§ **Document section**:
Miss Supranational Nicaragua
- Type: Women's beauty pageant
- Franchise holder: Bellezas Globales de Nicaragua
- Headquarters: Managua
- Country represented: Nicaragua
- Qualifies for: Miss Supranational;
- First edition: 2013
- Most recent edition: 2025
- Executive Committee: Miss Supranational Nicaragua org;
- Language: Spanish
- Website: www.instagram.com/misssupranationalnic

= Miss Supranational Nicaragua =

National beauty pageant in Nicaragua

Miss Supranational Nicaragua formerly known as Miss Nicaragua Supranational is a national beauty pageant in Nicaragua that celebrates the beauty of women across the country. The pageant was formerly under the Miss Mundo Nicaragua organization just in 2013. Since 2014 until 2022 Nicaragua did not compete in the international pageant. When a new organization got the franchise for Nicaragua in Miss Supranational in 2023 the 1st runner-up of Miss Nicaragua 2021 Katherine Burgos was appointment to represent the country in Poland, however the organization cancelled the pageant and Denis Dávila from Miss Mundo Nicaragua get the franchise back.

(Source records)

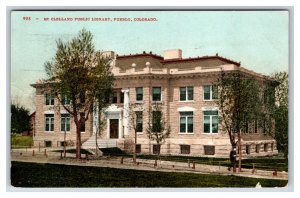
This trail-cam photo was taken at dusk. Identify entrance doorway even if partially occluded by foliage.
[109,119,119,139]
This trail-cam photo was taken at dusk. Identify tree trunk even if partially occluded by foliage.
[133,131,137,163]
[64,129,67,158]
[238,131,242,172]
[76,124,81,159]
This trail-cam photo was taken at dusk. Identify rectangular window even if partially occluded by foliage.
[180,112,194,133]
[45,114,54,131]
[80,113,85,132]
[135,144,142,153]
[45,93,54,105]
[204,145,215,155]
[246,145,251,155]
[120,92,124,103]
[135,87,143,101]
[153,144,160,155]
[135,111,143,132]
[180,87,194,101]
[45,140,52,147]
[79,93,85,103]
[180,145,191,154]
[152,87,161,101]
[203,111,219,133]
[255,144,260,153]
[203,85,218,100]
[113,91,118,104]
[264,144,268,152]
[152,111,162,133]
[61,94,70,105]
[60,113,70,131]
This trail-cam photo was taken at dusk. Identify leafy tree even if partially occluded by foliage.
[272,72,289,157]
[11,104,30,133]
[216,71,262,171]
[45,29,111,158]
[146,104,171,159]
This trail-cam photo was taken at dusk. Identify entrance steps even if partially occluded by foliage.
[82,135,117,149]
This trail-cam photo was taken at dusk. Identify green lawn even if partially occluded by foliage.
[11,135,33,148]
[101,148,288,172]
[11,162,287,187]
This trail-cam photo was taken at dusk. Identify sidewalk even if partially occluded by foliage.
[11,149,288,180]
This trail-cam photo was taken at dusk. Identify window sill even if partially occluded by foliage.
[203,99,218,102]
[201,132,219,135]
[178,132,195,135]
[152,100,163,104]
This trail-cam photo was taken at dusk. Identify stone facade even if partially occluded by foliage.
[33,50,277,157]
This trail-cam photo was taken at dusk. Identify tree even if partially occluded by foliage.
[94,54,115,154]
[272,72,289,157]
[45,29,111,158]
[146,104,171,159]
[11,104,30,133]
[215,71,262,171]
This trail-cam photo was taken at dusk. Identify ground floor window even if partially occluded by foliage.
[180,145,191,154]
[180,111,194,133]
[264,144,268,152]
[135,111,143,132]
[204,145,215,155]
[203,111,219,133]
[153,144,160,154]
[135,144,142,153]
[255,144,260,153]
[45,140,52,147]
[45,114,54,131]
[246,145,251,155]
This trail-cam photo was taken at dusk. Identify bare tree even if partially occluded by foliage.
[146,104,171,159]
[215,71,263,172]
[45,29,110,158]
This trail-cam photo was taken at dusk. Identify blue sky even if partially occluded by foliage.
[11,11,289,109]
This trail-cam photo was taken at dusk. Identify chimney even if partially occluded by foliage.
[164,49,182,60]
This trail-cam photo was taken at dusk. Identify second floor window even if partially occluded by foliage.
[135,87,143,101]
[152,87,161,101]
[180,87,194,101]
[45,114,54,131]
[60,113,70,131]
[45,93,54,105]
[135,111,143,132]
[61,94,70,105]
[180,112,194,133]
[152,111,162,133]
[203,111,219,133]
[203,85,218,100]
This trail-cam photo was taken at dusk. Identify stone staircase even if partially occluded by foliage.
[82,135,117,149]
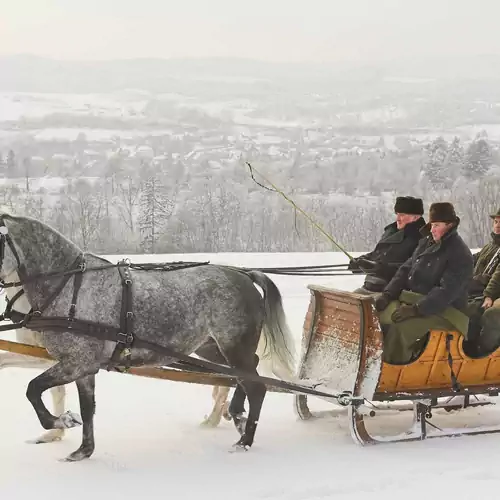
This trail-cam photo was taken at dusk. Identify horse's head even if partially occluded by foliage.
[0,211,82,281]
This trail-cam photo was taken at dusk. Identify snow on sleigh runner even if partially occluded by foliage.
[295,285,500,445]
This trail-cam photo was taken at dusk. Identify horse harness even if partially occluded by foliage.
[0,223,361,406]
[0,219,208,372]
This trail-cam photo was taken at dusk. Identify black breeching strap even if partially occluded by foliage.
[446,333,462,392]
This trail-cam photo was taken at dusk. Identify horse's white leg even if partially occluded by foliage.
[0,352,66,443]
[202,386,231,427]
[0,352,53,369]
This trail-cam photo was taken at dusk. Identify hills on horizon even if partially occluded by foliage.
[0,54,500,93]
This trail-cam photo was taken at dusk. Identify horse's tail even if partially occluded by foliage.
[248,271,295,380]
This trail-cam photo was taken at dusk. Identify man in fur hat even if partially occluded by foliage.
[375,202,474,364]
[464,210,500,356]
[347,196,425,294]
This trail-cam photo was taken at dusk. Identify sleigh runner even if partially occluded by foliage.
[295,285,500,444]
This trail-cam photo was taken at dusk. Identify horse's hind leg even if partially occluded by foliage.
[224,350,267,450]
[196,340,231,427]
[66,375,95,462]
[201,385,231,427]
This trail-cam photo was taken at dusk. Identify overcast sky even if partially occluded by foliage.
[0,0,500,61]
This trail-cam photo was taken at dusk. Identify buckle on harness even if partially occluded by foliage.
[116,332,134,345]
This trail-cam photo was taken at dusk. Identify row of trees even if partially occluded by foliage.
[0,166,500,254]
[422,135,493,188]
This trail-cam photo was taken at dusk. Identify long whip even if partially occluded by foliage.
[245,161,353,260]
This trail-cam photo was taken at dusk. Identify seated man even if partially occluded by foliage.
[464,210,500,356]
[347,196,425,295]
[375,202,474,364]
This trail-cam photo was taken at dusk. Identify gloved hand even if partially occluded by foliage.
[347,257,363,274]
[391,304,419,323]
[375,293,392,312]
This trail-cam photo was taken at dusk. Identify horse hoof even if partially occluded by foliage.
[26,429,64,444]
[229,441,250,453]
[59,448,94,462]
[200,417,220,428]
[233,415,247,436]
[55,410,83,429]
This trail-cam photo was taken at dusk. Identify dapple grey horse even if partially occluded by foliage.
[0,214,293,461]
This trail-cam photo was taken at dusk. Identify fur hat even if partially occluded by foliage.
[429,201,460,223]
[394,196,424,215]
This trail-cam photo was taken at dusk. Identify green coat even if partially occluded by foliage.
[469,233,500,300]
[379,290,469,365]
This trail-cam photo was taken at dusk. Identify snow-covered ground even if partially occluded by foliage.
[0,253,500,500]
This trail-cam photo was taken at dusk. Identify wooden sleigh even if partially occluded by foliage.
[295,285,500,444]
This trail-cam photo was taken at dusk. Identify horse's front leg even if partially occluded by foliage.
[0,353,66,444]
[26,360,99,458]
[28,385,66,444]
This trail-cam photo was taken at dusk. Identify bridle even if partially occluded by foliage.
[0,216,85,331]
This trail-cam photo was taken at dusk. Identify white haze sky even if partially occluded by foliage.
[0,0,500,62]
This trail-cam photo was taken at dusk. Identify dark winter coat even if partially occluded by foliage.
[358,217,425,292]
[469,233,500,300]
[384,224,474,316]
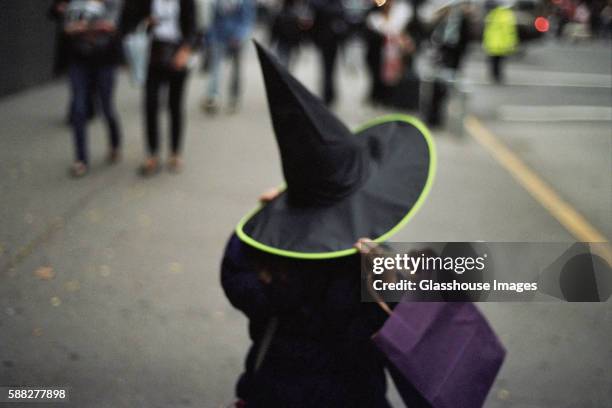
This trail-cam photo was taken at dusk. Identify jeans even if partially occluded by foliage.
[68,63,121,164]
[318,41,338,106]
[145,66,187,156]
[489,55,504,83]
[206,40,243,103]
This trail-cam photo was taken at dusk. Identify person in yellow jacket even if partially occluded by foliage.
[482,6,519,83]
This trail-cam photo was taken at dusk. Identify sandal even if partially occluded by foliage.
[168,156,183,174]
[106,149,121,165]
[138,157,160,177]
[70,161,88,178]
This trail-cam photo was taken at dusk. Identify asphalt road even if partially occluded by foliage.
[0,35,612,408]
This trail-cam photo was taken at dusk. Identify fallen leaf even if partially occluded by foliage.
[87,209,102,224]
[497,389,510,400]
[100,265,110,278]
[64,280,81,292]
[138,214,153,228]
[34,266,55,280]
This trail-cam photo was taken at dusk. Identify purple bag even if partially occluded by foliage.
[374,301,506,408]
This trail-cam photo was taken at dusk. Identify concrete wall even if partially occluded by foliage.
[0,0,55,97]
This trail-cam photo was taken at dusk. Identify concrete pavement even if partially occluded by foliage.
[0,36,612,408]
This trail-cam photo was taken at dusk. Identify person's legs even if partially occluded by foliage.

§ **Challenges**:
**a.** Translate this sentence from the Miss Supranational Nicaragua page into Spanish: "Miss Supranational Nicaragua formerly known as Miss Nicaragua Supranational is a national beauty pageant in Nicaragua that celebrates the beauty of women across the country."
**b.** Using the Miss Supranational Nicaragua page, decide whether each statement agrees with it. Answer yes or no, and quote the words that settle it. (i) The pageant's headquarters is in Managua. (ii) Nicaragua competed in the international pageant in 2018. (iii) The pageant's language is Spanish.
**c.** Copy word for word the passage of the Miss Supranational Nicaragua page from "Miss Supranational Nicaragua formerly" to "the franchise back.".

§ **Results of the exercise**:
**a.** Miss Supranational Nicaragua, antes conocido como Miss Nicaragua Supranational, es un certamen nacional de belleza en Nicaragua que celebra la belleza de las mujeres de todo el país.

**b.**
(i) Yes: "Headquarters: Managua"
(ii) No: "Since 2014 until 2022 Nicaragua did not compete in the international pageant."
(iii) Yes: "Language: Spanish"

**c.**
Miss Supranational Nicaragua formerly known as Miss Nicaragua Supranational is a national beauty pageant in Nicaragua that celebrates the beauty of women across the country. The pageant was formerly under the Miss Mundo Nicaragua organization just in 2013. Since 2014 until 2022 Nicaragua did not compete in the international pageant. When a new organization got the franchise for Nicaragua in Miss Supranational in 2023 the 1st runner-up of Miss Nicaragua 2021 Katherine Burgos was appointment to represent the country in Poland, however the organization cancelled the pageant and Denis Dávila from Miss Mundo Nicaragua get the franchise back.